* **EXERCISE DESCRIPTION**
Reproduce the entries from the beginning up to and including the line containing "rule: each instance of the windshield", substituting "wiper blade" for "windshield wiper" and keeping everything else unchanged. Omit the pictures from your answer.

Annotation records
┏━━
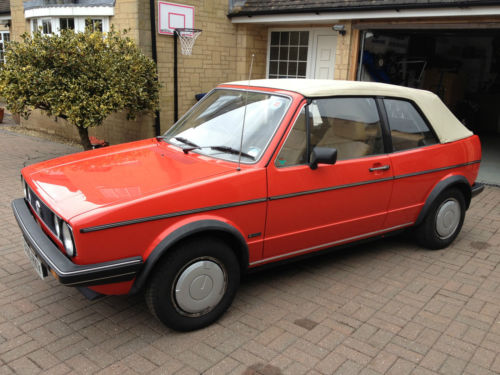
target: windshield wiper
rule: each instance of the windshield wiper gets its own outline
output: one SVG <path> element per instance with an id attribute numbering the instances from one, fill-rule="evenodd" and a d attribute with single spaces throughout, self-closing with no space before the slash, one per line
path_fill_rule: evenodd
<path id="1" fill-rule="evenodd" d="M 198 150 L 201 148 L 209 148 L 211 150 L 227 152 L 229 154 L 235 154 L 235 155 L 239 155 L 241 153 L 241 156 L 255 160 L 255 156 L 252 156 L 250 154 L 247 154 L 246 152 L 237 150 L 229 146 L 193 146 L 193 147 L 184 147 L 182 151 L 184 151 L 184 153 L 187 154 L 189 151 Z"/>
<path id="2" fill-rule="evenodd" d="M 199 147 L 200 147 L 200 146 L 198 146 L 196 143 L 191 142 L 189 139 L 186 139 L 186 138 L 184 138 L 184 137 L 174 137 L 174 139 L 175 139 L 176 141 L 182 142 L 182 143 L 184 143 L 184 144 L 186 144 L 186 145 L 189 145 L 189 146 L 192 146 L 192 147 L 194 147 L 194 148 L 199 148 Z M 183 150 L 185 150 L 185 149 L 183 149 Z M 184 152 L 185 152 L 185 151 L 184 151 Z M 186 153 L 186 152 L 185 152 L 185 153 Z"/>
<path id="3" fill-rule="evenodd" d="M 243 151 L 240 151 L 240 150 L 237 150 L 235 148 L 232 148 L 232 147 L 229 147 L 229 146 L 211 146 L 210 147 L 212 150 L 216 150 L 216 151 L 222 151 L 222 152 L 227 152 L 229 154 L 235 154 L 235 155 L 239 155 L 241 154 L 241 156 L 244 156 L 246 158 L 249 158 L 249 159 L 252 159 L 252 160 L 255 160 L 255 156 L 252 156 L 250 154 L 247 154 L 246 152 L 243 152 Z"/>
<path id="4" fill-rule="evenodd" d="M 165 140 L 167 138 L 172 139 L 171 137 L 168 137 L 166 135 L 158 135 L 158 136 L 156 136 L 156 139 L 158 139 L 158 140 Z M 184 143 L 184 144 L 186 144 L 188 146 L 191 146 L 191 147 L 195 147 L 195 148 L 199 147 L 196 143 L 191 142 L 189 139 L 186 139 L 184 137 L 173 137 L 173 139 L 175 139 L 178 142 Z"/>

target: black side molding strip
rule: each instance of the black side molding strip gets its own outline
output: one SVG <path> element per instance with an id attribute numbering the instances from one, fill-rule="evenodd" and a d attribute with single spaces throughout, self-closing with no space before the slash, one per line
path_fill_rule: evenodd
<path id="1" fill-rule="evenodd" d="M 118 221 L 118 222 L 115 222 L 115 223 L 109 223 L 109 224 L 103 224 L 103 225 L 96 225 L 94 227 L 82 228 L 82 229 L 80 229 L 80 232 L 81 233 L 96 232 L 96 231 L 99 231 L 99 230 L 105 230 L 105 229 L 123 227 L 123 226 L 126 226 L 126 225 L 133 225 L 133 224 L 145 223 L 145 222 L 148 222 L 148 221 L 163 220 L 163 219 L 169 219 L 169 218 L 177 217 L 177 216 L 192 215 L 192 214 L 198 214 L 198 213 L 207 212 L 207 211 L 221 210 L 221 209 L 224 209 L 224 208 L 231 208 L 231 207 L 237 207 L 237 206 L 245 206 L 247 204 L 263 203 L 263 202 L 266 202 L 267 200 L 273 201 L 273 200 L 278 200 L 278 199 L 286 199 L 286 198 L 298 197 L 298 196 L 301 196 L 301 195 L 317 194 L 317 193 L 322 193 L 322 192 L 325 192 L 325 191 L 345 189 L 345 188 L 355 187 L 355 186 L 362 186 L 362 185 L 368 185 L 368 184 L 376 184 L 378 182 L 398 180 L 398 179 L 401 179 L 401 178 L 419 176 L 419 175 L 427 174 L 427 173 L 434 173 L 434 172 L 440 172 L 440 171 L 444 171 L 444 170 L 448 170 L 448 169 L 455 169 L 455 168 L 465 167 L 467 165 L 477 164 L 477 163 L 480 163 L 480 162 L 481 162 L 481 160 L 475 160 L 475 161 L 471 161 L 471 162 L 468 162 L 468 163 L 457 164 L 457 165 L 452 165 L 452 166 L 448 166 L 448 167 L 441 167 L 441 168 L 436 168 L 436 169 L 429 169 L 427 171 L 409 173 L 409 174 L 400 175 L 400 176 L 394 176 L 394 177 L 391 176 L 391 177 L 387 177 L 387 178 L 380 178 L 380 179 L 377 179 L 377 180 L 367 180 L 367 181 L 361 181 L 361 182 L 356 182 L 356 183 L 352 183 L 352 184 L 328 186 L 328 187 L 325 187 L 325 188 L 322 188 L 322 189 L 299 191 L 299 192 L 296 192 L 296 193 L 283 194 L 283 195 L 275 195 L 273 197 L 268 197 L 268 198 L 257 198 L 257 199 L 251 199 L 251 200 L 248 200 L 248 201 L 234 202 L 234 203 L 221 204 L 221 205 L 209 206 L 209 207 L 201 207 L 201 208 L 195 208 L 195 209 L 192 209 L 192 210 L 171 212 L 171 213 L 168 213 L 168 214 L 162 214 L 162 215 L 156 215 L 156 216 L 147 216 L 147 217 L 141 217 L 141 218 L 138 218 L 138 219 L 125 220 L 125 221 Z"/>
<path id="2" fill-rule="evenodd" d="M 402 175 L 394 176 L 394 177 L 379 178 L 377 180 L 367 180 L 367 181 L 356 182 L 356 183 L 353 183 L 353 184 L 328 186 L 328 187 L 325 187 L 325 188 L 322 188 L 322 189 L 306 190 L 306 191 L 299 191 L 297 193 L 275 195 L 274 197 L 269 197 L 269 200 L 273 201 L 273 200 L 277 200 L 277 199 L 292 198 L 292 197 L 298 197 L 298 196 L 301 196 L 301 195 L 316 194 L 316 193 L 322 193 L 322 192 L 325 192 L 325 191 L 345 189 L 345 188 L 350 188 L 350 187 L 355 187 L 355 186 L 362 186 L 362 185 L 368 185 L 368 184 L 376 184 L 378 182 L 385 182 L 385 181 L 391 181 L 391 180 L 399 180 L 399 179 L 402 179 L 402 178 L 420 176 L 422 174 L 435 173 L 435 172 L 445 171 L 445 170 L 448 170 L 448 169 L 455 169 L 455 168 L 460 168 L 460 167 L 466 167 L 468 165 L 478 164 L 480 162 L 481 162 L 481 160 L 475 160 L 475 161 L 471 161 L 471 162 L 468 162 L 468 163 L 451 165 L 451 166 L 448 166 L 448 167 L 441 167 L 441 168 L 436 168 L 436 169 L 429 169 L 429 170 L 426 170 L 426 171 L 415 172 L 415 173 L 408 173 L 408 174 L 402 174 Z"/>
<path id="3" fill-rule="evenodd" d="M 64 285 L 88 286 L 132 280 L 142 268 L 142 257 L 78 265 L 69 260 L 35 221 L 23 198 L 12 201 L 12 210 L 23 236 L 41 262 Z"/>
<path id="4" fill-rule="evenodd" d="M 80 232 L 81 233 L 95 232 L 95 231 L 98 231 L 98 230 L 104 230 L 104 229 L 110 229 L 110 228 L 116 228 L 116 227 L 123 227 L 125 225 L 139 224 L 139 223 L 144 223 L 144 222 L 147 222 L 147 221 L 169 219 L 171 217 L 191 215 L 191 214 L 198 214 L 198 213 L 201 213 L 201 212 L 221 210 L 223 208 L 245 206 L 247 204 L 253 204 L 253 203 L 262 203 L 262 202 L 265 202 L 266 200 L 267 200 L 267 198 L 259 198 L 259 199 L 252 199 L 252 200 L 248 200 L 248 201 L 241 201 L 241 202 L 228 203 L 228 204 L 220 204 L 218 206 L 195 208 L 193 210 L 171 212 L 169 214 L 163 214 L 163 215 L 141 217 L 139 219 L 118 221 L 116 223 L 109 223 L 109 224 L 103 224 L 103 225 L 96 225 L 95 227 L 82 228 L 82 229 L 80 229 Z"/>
┗━━
* **RIGHT ANSWER**
target: wiper blade
rule: each instance of the wiper blade gets its own outline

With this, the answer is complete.